» **WHAT YOU SHOULD DO**:
Render every line of the listing below as a Markdown table with the columns "Row" and "Line," numbering the rows and skipping blank lines. Leave the pictures out of your answer.

Records from a data collection
-- begin --

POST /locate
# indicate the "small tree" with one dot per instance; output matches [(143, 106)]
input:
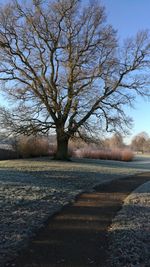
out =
[(61, 63)]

-- end --

» **ANSWER TO THIS PROBLEM**:
| Row | Line |
|---|---|
| 1 | POST /locate |
| 2 | # indicate the "small tree" with one dot per instance; output matches [(143, 106)] |
| 3 | input: |
| 4 | out = |
| 5 | [(61, 63)] |